THE EXERCISE = Retype everything from the beginning of the material below down to and including the line that contains "point(482, 400)". Omit the pictures from your copy.

STORED RECORDS =
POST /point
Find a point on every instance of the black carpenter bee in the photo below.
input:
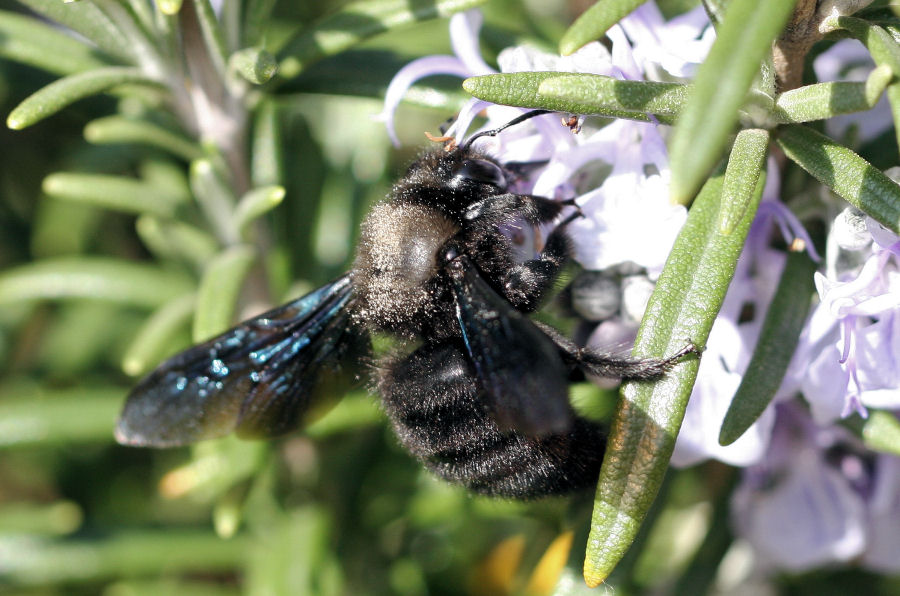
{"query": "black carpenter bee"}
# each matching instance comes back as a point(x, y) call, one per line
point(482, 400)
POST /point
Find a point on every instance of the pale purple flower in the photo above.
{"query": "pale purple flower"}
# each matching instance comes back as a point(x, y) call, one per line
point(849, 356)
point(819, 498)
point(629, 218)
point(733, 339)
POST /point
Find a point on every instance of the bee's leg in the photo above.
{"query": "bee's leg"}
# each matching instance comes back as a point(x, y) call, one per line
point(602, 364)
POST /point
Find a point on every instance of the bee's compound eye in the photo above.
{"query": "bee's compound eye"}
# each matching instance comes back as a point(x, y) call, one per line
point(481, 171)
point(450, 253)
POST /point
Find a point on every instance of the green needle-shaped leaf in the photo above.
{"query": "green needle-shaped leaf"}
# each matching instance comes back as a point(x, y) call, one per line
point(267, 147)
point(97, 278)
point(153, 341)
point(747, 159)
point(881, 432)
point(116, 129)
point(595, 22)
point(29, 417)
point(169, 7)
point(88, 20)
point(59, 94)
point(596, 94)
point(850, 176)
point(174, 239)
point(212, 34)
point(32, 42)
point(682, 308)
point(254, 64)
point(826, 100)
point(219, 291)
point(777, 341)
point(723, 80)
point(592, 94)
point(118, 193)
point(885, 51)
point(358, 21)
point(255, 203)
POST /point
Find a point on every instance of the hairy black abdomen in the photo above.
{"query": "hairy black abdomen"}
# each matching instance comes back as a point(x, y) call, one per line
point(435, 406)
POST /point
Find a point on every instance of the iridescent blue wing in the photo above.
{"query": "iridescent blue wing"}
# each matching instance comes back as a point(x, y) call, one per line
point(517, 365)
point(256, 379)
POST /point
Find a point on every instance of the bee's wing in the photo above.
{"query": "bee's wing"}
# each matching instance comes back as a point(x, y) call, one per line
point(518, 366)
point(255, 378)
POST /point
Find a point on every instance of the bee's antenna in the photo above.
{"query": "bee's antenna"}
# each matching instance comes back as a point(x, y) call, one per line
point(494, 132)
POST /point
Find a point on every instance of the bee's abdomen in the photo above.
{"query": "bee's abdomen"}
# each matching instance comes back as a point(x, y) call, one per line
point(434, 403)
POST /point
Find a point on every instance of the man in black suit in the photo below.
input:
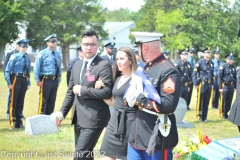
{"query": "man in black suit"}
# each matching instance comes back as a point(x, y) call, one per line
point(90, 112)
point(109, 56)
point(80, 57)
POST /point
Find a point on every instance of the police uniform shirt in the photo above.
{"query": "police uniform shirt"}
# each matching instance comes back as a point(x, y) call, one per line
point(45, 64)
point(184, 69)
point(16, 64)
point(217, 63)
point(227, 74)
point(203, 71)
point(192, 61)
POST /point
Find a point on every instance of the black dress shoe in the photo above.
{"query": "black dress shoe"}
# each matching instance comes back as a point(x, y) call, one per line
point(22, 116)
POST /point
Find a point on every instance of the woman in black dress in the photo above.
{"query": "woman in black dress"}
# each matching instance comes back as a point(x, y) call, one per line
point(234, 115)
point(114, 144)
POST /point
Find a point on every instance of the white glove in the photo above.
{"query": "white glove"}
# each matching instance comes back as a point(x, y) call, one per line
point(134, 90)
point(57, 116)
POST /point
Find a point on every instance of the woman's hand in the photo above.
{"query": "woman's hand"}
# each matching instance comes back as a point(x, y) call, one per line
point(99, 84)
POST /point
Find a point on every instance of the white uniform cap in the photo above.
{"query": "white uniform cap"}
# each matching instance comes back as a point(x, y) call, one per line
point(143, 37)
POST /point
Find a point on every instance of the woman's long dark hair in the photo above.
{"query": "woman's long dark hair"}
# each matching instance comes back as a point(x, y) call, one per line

OUTPUT OF THE TASK =
POST /point
Find a point on every instance of the black carpenter bee in the photo below.
input:
{"query": "black carpenter bee"}
# each matching instance comes back as a point(x, y) call, one per line
point(482, 400)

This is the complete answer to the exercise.